ОТРЫВОК
Вот в этой перестрелке я и был ранен в голову осколком снаряда, который разорвал­ся недалеко от меня. В полевом госпитале, в палатке, утром пришел в себя и услышал, как говорили про меня, думая, что я нахожусь в бессознательном состоянии: мол, он потерял много крови, наверное, не выживет. Выжил. Пролежал в госпитале недели полторы, и меня выписали.

 

Смертельная схватка

Однажды наш батальон встретился с бата­льоном японских смертников. Дело было так. Комбат приказал нам окопаться, развернуть боевой порядок, а сам пошел делать рекогнос­цировку местности, взяв с собой связного и телохранителей. И его окружили одиннадцать камикадзе, хотели взять его живым. Телохра­нителей они сразу убили, связного, у которого был ручной пулемет, ранили. Комбат схватил этот пулемет, ударом приклада уложил одно­го. Вступил в рукопашный бой и ликвидировал (раньше я говорил «убил», а теперь сказать так - язык не поворачивается) остальных, пока не подоспела помощь к нему. За это он получил звание Героя Советского Союза.

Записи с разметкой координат
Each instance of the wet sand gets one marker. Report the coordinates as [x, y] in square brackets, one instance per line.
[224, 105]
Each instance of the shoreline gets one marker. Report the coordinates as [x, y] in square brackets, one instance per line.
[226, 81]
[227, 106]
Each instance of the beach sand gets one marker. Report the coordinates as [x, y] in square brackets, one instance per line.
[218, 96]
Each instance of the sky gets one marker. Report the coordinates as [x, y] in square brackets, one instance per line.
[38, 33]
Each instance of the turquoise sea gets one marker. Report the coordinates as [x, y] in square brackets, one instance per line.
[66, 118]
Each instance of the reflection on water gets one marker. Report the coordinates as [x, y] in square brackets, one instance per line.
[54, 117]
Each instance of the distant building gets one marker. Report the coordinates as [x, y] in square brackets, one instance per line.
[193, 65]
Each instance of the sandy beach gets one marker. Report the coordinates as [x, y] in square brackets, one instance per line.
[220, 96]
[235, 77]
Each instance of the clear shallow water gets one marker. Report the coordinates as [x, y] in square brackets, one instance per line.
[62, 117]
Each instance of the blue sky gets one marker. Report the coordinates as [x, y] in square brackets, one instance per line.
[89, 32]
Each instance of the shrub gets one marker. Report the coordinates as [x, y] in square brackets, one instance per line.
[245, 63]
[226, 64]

==

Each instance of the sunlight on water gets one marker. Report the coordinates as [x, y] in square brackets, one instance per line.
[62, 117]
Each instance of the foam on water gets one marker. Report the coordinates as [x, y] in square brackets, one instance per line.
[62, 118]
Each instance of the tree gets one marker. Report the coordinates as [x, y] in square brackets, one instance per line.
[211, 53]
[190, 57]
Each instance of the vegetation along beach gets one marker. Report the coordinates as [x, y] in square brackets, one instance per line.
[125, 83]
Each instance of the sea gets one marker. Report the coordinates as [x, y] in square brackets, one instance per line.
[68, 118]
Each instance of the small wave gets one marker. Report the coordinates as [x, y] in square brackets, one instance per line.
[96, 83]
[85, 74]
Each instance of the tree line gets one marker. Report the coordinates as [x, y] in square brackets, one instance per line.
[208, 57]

ВАШИ ЗАДАНИЯ
1. Выпишите из отрывка без изменений кусок текста от «Смертельная схватка» до «Героя Советского Союза.».
2. Найдите в записях все строки со словом «tree» и перепишите их.
Эти записи никак не связаны с отрывком.

ОТВЕТЫ НА ЗАДАНИЯ
1.
Смертельная схватка

Однажды наш батальон встретился с бата­льоном японских смертников. Дело было так. Комбат приказал нам окопаться, развернуть боевой порядок, а сам пошел делать рекогнос­цировку местности, взяв с собой связного и телохранителей. И его окружили одиннадцать камикадзе, хотели взять его живым. Телохра­нителей они сразу убили, связного, у которого был ручной пулемет, ранили. Комбат схватил этот пулемет, ударом приклада уложил одно­го. Вступил в рукопашный бой и ликвидировал (раньше я говорил «убил», а теперь сказать так - язык не поворачивается) остальных, пока не подоспела помощь к нему. За это он получил звание Героя Советского Союза.

2.
Each instance of the tree gets one marker. Report the coordinates as [x, y] in square brackets, one instance per line.
Each instance of the tree line gets one marker. Report the coordinates as [x, y] in square brackets, one instance per line.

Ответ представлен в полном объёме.